(Record excerpts Opens)
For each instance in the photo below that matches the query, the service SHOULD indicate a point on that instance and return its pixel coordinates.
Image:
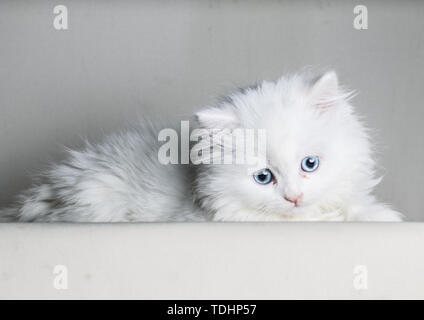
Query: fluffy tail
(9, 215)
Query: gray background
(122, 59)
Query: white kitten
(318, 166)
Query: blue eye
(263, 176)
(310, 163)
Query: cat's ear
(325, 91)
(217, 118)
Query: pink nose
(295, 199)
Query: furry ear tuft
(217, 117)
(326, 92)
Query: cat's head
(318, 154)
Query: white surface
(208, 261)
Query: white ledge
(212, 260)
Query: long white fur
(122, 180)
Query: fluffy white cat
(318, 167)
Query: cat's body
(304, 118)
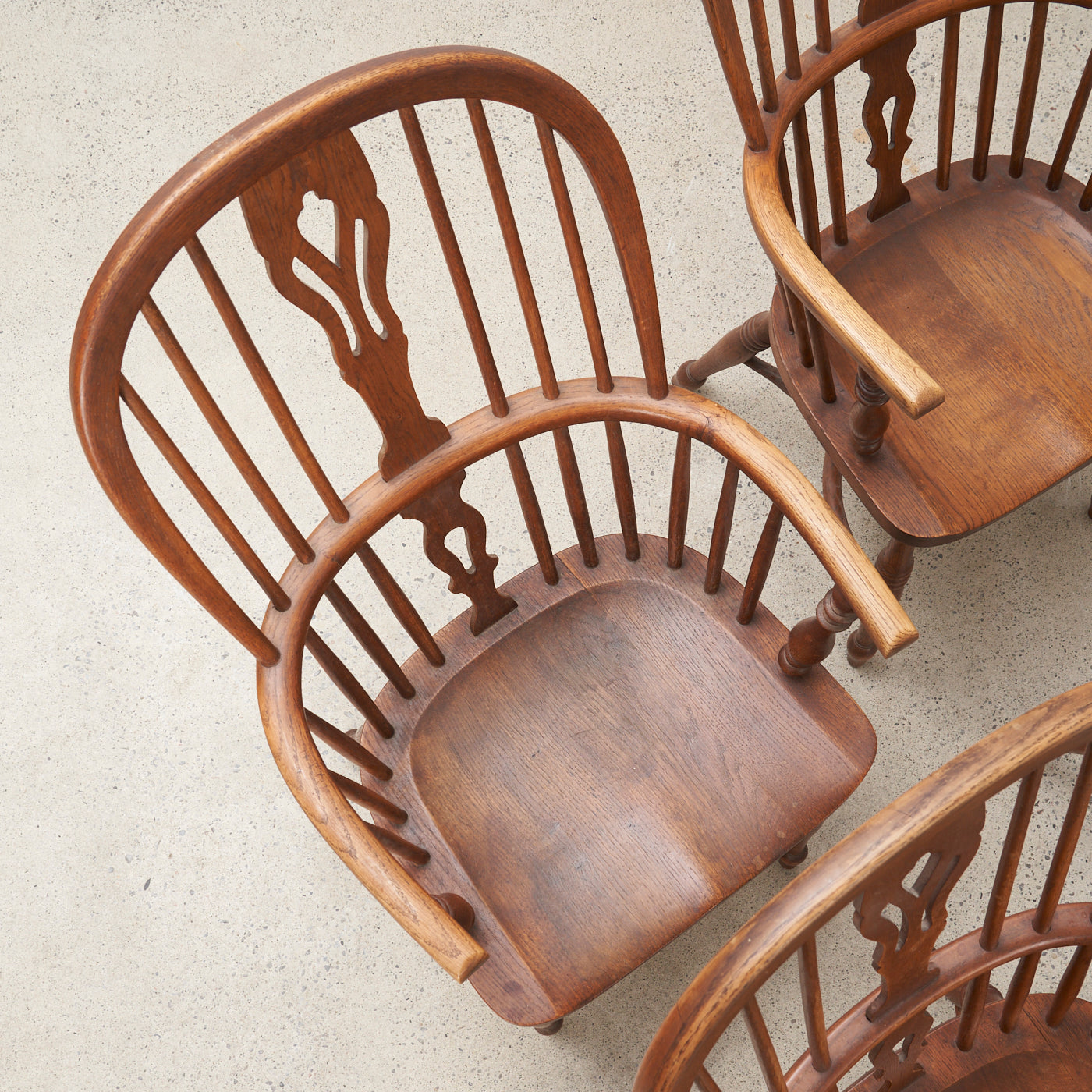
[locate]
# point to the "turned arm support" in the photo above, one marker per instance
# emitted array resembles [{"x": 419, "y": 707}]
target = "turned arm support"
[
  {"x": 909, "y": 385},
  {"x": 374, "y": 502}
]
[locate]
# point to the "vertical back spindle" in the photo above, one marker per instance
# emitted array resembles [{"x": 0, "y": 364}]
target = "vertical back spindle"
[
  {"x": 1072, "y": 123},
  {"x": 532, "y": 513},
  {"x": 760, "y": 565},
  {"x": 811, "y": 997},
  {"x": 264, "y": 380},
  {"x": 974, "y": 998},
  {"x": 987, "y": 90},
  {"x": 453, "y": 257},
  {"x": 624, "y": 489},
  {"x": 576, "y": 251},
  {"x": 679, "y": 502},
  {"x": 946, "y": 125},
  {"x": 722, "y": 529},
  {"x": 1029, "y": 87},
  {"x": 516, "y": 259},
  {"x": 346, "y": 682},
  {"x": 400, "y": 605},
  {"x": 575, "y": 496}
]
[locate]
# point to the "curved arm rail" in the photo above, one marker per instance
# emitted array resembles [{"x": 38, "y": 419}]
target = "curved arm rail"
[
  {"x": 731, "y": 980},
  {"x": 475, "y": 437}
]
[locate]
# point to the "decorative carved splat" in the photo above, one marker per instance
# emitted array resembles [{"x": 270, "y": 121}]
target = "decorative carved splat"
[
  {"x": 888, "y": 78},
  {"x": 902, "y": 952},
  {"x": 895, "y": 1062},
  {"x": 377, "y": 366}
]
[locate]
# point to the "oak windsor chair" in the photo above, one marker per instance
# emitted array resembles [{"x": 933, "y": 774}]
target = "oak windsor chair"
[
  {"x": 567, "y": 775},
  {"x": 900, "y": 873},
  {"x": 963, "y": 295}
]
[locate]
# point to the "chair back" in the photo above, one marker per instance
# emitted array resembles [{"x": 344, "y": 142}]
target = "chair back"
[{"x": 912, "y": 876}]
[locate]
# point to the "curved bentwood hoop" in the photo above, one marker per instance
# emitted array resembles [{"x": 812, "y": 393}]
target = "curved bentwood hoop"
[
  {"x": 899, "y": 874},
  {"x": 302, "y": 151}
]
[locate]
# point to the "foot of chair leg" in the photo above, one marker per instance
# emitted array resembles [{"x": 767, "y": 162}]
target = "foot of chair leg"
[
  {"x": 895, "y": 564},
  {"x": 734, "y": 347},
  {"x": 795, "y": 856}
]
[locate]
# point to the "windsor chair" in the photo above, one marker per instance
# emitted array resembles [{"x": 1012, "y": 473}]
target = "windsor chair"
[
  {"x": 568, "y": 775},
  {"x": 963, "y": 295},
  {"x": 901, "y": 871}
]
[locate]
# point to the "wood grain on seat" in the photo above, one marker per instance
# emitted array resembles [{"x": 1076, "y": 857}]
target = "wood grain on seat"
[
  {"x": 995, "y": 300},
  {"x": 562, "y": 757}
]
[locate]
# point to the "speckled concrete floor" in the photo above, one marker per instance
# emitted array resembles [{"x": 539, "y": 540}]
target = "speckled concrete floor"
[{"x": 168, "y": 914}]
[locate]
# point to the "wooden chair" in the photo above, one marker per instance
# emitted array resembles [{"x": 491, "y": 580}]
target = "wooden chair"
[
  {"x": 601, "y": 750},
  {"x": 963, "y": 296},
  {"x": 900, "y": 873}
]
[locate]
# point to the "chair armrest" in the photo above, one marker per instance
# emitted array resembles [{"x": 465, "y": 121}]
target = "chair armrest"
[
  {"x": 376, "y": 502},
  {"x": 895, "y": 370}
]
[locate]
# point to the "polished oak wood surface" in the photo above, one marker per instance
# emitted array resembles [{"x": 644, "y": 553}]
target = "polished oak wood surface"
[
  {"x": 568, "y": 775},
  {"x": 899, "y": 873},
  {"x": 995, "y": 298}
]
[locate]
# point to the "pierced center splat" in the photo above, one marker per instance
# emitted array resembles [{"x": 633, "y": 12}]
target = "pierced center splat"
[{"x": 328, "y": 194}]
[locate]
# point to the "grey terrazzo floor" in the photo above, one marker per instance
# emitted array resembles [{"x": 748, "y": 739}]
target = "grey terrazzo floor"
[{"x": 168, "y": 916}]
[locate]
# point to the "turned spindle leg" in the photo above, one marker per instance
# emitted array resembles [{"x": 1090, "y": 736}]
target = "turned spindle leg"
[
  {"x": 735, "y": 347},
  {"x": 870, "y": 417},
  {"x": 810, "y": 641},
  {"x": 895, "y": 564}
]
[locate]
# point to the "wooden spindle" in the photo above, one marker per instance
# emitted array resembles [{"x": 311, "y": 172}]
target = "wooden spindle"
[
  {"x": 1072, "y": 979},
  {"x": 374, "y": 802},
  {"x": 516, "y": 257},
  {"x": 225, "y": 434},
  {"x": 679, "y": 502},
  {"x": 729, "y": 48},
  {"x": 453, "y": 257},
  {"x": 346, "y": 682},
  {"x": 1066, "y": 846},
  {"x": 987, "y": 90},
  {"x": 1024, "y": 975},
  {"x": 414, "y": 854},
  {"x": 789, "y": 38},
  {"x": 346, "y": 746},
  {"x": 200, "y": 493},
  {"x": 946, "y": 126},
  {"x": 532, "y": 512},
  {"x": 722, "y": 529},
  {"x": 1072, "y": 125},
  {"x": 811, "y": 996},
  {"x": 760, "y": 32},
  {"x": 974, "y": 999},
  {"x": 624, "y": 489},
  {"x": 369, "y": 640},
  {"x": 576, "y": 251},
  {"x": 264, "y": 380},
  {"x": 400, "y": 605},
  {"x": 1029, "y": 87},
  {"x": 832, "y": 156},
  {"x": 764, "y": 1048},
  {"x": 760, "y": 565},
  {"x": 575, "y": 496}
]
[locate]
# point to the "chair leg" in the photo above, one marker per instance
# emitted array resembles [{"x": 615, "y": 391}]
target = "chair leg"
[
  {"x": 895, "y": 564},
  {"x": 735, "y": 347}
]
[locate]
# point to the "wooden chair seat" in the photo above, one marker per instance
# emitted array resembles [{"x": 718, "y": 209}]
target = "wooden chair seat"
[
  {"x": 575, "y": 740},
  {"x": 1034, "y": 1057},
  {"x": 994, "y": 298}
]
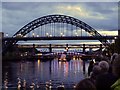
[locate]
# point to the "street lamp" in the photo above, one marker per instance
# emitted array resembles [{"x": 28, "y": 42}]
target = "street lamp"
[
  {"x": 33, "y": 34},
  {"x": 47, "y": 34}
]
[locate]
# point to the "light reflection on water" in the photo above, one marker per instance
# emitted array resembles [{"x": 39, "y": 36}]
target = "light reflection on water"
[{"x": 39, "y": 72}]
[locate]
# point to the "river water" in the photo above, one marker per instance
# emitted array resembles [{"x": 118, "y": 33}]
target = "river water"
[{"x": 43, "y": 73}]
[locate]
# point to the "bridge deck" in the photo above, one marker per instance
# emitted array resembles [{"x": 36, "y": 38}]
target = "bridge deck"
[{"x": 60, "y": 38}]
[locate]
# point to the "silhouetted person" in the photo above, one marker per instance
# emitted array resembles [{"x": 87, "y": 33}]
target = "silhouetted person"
(Record excerpts Closes)
• **Task prompt**
Extract every line above that contains the word "silhouetted".

• **Your response**
# point to the "silhouetted person" in the photo above, one marker per instance
target = "silhouetted person"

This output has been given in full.